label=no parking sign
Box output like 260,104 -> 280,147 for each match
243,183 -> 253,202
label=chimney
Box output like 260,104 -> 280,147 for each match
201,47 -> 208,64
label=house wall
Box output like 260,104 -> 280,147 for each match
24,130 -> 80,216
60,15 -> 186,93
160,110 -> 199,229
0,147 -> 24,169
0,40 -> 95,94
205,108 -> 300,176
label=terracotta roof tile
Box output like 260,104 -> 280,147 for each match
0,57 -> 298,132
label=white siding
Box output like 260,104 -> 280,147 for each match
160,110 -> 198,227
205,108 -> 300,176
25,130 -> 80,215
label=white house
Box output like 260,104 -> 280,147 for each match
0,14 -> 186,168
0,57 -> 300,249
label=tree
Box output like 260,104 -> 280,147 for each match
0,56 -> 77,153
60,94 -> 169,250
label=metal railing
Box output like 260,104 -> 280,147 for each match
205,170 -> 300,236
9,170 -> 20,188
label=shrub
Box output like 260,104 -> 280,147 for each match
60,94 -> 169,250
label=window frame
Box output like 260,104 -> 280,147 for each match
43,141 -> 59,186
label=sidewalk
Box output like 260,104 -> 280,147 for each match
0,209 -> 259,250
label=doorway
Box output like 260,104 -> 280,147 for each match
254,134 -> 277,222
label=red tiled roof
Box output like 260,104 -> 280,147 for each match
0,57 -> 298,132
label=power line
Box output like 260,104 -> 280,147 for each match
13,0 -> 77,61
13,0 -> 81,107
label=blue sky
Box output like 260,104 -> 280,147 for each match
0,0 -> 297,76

============================================================

Reproduce all of the records above, substituting "target" for every occurrence of "label" and leaving everything else unchanged.

Answer below.
target=no parking sign
Box output like 260,104 -> 280,147 for each match
243,183 -> 253,202
target=chimney
Box output like 260,104 -> 280,147 for each match
201,47 -> 208,64
target=house wall
Box output like 260,104 -> 280,147 for each match
24,130 -> 80,216
60,15 -> 186,93
160,110 -> 199,229
0,147 -> 24,169
0,40 -> 95,94
205,108 -> 300,176
target=terracotta roof tile
Box output like 260,104 -> 280,147 for each match
0,57 -> 298,132
target=white siding
Box output like 260,104 -> 280,147 for each match
160,110 -> 198,227
205,108 -> 300,176
25,130 -> 80,215
target=white house
Box output like 260,104 -> 280,147 for each match
0,14 -> 186,168
0,57 -> 300,249
target=tree
Box output like 260,104 -> 280,147 for each match
0,56 -> 77,153
60,94 -> 169,250
target=metal railing
Box output like 260,104 -> 280,147 for each match
205,170 -> 300,236
9,170 -> 20,188
target=shrub
Box output like 260,104 -> 280,147 for each match
60,94 -> 169,250
target=window frame
Box output like 260,104 -> 280,147 for each match
43,141 -> 59,186
target=sidewalk
Box output like 260,104 -> 280,147 for each match
0,209 -> 259,250
target=doorway
Box output like 260,104 -> 280,147 for each match
254,134 -> 277,222
target=red tiled roof
Box output like 260,104 -> 280,147 for each match
0,57 -> 298,132
target=power line
Box output like 260,104 -> 280,147 for each match
13,0 -> 77,61
13,0 -> 81,107
target=blue sky
Box output like 260,104 -> 280,147 for each match
0,0 -> 297,76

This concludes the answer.